[Records pointing to named objects]

** Start **

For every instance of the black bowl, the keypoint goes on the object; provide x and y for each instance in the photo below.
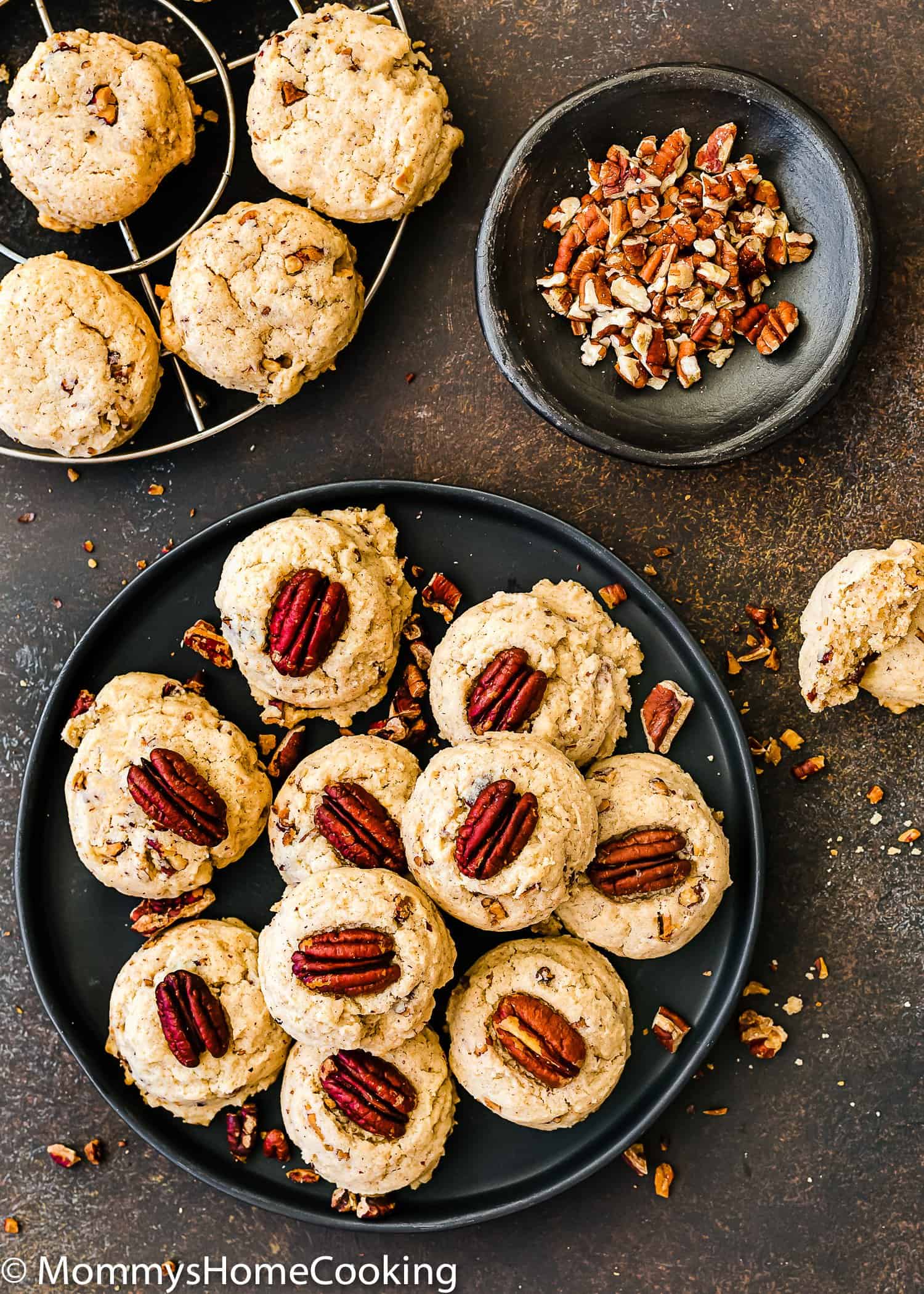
(752, 400)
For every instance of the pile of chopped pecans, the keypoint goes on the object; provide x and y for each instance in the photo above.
(658, 263)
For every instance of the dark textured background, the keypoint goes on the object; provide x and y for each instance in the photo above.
(804, 1184)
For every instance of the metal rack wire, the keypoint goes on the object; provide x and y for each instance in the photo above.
(140, 264)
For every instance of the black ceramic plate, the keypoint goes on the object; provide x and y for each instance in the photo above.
(75, 930)
(752, 400)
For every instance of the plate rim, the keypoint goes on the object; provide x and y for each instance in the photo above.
(90, 1059)
(765, 430)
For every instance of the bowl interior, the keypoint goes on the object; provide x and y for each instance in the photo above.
(752, 399)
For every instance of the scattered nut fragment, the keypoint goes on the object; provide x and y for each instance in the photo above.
(302, 1176)
(664, 1176)
(157, 914)
(670, 1029)
(808, 768)
(205, 640)
(63, 1156)
(289, 752)
(636, 1158)
(753, 987)
(612, 594)
(442, 596)
(95, 1152)
(276, 1145)
(664, 712)
(761, 1034)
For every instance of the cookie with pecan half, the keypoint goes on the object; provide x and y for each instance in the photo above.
(354, 956)
(550, 663)
(370, 1122)
(662, 861)
(496, 829)
(341, 807)
(540, 1032)
(162, 788)
(188, 1021)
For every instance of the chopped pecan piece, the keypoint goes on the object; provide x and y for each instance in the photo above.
(670, 1029)
(152, 915)
(205, 640)
(761, 1034)
(442, 596)
(664, 712)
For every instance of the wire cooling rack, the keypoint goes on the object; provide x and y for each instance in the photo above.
(140, 264)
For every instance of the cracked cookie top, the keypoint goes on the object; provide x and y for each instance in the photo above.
(81, 357)
(662, 861)
(263, 298)
(96, 124)
(224, 955)
(523, 843)
(346, 114)
(378, 1157)
(352, 548)
(352, 958)
(144, 844)
(559, 630)
(860, 629)
(567, 1023)
(306, 827)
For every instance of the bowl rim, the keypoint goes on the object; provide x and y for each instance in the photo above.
(779, 421)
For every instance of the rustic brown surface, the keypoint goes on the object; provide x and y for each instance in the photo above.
(804, 1183)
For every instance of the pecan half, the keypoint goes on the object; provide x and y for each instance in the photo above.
(359, 827)
(190, 1017)
(442, 596)
(370, 1091)
(179, 799)
(241, 1131)
(506, 693)
(664, 712)
(205, 640)
(306, 620)
(539, 1038)
(496, 830)
(641, 862)
(157, 914)
(346, 963)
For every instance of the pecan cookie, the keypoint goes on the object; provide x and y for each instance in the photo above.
(263, 298)
(540, 1032)
(96, 124)
(352, 958)
(662, 863)
(864, 628)
(162, 788)
(314, 607)
(81, 357)
(346, 114)
(188, 1021)
(341, 808)
(371, 1123)
(496, 829)
(549, 662)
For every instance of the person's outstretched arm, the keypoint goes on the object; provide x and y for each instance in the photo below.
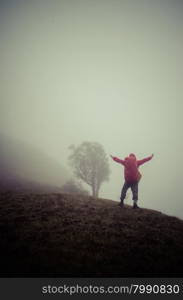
(116, 159)
(142, 161)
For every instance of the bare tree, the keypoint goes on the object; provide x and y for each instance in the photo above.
(90, 164)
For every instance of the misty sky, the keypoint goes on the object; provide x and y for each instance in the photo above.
(108, 71)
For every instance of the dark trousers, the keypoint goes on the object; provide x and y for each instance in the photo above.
(134, 188)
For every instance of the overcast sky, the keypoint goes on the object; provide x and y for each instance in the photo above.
(108, 71)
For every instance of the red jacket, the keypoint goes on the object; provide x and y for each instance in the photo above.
(131, 164)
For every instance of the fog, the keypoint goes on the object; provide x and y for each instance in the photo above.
(108, 71)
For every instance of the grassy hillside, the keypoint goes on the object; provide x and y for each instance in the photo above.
(59, 235)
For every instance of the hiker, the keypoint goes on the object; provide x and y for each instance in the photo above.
(132, 176)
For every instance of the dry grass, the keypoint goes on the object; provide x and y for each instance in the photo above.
(59, 235)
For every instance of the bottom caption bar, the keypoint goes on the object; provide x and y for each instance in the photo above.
(40, 288)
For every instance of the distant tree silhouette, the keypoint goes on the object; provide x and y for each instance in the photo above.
(73, 187)
(90, 164)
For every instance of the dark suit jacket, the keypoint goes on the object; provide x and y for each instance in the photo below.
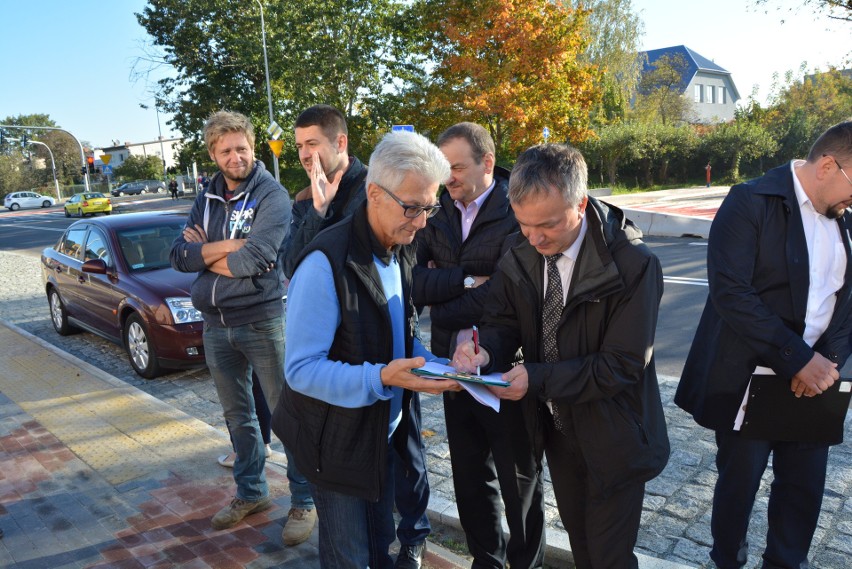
(757, 267)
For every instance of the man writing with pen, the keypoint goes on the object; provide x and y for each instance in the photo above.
(579, 292)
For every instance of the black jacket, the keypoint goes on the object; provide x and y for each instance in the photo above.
(306, 222)
(758, 271)
(345, 449)
(452, 307)
(605, 339)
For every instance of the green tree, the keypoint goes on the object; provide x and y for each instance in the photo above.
(614, 146)
(801, 109)
(514, 67)
(614, 32)
(737, 141)
(661, 92)
(140, 168)
(344, 53)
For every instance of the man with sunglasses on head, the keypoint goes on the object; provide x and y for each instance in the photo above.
(336, 190)
(779, 305)
(352, 341)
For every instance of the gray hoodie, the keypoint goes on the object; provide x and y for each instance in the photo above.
(259, 212)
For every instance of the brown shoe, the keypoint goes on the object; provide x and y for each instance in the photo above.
(300, 524)
(233, 513)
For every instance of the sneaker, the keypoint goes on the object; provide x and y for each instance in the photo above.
(227, 460)
(233, 513)
(300, 524)
(410, 556)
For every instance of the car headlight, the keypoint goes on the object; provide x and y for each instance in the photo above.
(182, 310)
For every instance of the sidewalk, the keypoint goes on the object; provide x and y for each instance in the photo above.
(96, 473)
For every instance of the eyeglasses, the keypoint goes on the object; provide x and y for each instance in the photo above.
(841, 169)
(413, 211)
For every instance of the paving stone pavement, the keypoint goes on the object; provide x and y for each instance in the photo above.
(675, 520)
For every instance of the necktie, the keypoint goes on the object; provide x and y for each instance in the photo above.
(550, 316)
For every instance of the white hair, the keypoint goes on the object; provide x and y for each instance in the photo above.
(400, 153)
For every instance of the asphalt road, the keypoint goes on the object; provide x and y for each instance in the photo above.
(683, 261)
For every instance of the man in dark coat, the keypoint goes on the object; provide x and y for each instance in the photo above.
(780, 304)
(579, 292)
(457, 252)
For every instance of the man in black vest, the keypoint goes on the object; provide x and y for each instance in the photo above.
(352, 340)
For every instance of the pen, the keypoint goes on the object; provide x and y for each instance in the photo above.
(476, 344)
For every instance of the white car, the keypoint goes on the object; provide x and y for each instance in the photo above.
(17, 200)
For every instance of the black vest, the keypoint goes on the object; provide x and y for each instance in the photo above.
(343, 449)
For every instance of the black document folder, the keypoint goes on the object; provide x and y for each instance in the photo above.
(774, 413)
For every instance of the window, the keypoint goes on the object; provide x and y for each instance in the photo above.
(72, 242)
(96, 248)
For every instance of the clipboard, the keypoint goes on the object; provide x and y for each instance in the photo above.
(774, 413)
(438, 371)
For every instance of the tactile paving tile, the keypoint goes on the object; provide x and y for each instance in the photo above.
(121, 432)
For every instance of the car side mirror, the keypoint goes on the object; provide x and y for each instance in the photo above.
(96, 266)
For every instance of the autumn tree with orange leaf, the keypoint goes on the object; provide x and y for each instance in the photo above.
(514, 66)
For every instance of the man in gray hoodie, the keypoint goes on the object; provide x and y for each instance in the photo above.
(232, 239)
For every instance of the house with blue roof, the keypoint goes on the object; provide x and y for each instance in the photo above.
(709, 86)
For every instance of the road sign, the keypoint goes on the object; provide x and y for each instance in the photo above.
(275, 131)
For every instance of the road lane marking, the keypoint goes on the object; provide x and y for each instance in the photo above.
(685, 280)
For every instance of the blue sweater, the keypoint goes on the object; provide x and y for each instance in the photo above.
(313, 315)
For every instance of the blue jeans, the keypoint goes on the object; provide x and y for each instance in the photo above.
(412, 486)
(355, 533)
(232, 354)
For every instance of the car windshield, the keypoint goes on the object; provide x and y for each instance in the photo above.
(147, 248)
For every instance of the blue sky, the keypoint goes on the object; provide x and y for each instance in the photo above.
(73, 59)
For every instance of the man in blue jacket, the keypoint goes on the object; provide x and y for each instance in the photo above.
(232, 239)
(352, 340)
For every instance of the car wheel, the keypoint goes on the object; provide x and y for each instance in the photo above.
(58, 315)
(139, 348)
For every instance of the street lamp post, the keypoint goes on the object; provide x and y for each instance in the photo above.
(52, 165)
(268, 86)
(82, 154)
(160, 132)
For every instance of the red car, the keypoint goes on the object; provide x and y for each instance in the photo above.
(111, 276)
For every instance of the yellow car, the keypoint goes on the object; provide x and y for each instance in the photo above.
(88, 203)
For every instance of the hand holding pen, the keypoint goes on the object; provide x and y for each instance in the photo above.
(468, 358)
(476, 346)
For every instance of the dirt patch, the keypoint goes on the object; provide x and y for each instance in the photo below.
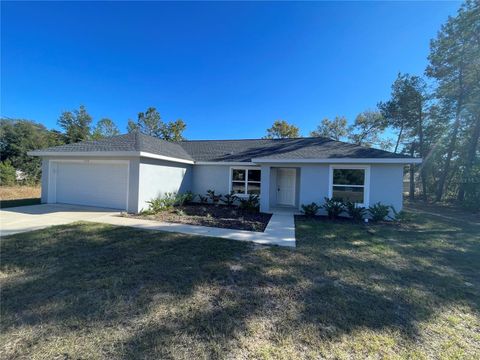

** End **

▶ _What you will do_:
In the records, starting at the line containing "For every instance of the rustic" and ending at the line containing "(804, 1183)", change "rustic brown surface" to "weathered wooden surface" and reproduce only those lines with everything else left as it is.

▶ _Reply_:
For every instance of the weathered wooden surface, the keypoint goes on the object; provide x and y for each instance in the photo above.
(804, 1183)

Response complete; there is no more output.